Textauszug
________________________________________

Rudolf Sieghart

Rudolf Sieghart

Rudolf Sieghart (* 13. März 1866 in Troppau (Mähren); † 4. August 1934 in Luzern; bis zur Konversion im Jahr 1895 Rudolf Singer) war ein bedeutender aber umstrittener österreichischer Jurist, Ökonom und Banker.

Inhaltsverzeichnis

Leben

Rudolf Sieghart kam praktisch mittellos 1883 aus seiner Heimatstadt Troppau nach Wien, um hier Rechtswissenschaften zu studieren. Er finanzierte sein Studium als Hauslehrer, danach als Mitarbeiter im politischen Büro der damals bedeutenden deutschliberalen Partei. Während seiner Amtszeit als Finanzminister berief deren führender Repräsentant, Ernst von Plener, Sieghart 1895 in das von ihm geleitete Ministerium. Hier befasste sich Sieghart unter anderem mit der Erstellung eines Kartellgesetzes. Siegharts Vorgesetzter Eugen von Böhm-Bawerk empfahl diesen in der Folge ans Pressebüro des Ministerratspräsidiums, wo Sieghart unter einer Reihe von Ministerpräsidenten tätig war. Für Ernest von Koerber arbeitet Sieghart eine Denkschrift über die Sprachenfrage in Böhmen aus. Während Koerbers Ministerpräsidentschaft fungierte Sieghart als Leiter der Präsidialkanzlei. Sieghart beriet Koerber unter anderem in Sachen der morganatischen Ehe des Thronfolgers Franz Ferdinand und Koerber machte ihn 1904 zum Sektionschef. Rudolf Sieghart, der somit schon in jungen Jahren eine phänomenale Beamtenkarriere gemacht hatte, behielt seine hervorragende Stellung zunächst noch unter Koerbers Nachfolgern. Der hoch intelligente Mann galt jedoch als "unbequeme Persönlichkeit" und machte sich mächtige Feinde. Zu diesen zählte unter anderen Franz Ferdinand, aber später auch Kaiser Karl I. Siegharts 1910 erfolgte Berufung zum Gouverneur der Bodencreditanstalt wurde von zeitgenössischen Beobachtern, etwa F.F.G Kleinwächter, bereits als eine Art Degradierung gewertet.

________________________________________

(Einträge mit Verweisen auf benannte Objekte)
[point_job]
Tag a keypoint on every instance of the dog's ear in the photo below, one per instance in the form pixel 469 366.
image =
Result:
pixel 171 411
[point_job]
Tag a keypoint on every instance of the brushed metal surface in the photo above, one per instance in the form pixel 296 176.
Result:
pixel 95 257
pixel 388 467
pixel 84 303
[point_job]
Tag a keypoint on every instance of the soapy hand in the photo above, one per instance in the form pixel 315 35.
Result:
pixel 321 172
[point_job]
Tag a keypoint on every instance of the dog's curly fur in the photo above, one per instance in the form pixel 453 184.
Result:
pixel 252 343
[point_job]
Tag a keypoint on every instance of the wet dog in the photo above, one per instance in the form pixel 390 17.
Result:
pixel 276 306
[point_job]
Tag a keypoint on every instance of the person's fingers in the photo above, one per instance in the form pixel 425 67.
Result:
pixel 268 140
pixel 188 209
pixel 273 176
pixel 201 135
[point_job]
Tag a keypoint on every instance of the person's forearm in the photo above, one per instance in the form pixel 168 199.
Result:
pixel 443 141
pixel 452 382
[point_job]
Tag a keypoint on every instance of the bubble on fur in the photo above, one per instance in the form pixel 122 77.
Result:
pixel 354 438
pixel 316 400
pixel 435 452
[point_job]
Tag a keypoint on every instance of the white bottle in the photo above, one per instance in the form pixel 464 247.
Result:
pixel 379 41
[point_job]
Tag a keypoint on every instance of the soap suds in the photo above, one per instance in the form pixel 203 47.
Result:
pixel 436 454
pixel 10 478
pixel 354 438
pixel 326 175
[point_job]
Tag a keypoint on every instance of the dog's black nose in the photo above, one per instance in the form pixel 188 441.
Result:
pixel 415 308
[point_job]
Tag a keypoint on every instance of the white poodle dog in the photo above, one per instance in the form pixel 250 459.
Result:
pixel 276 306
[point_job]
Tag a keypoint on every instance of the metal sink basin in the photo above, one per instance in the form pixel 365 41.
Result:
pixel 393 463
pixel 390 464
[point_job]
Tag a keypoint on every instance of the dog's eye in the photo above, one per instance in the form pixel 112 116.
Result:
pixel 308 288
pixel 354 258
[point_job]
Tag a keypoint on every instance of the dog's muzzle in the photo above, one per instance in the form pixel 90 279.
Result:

________________________________________

Ändere im Text über Rudolf Sieghart den Abschnitt von „Rudolf Sieghart (*“ bis einschließlich „Ökonom und Banker.“, indem du „Banker“ durch „Bankier“ ersetzt, und gib diesen Abschnitt vollständig wieder. Stütze dich ausschließlich auf den Text über Rudolf Sieghart.

Rudolf Sieghart (* 13. März 1866 in Troppau (Mähren); † 4. August 1934 in Luzern; bis zur Konversion im Jahr 1895 Rudolf Singer) war ein bedeutender aber umstrittener österreichischer Jurist, Ökonom und Bankier.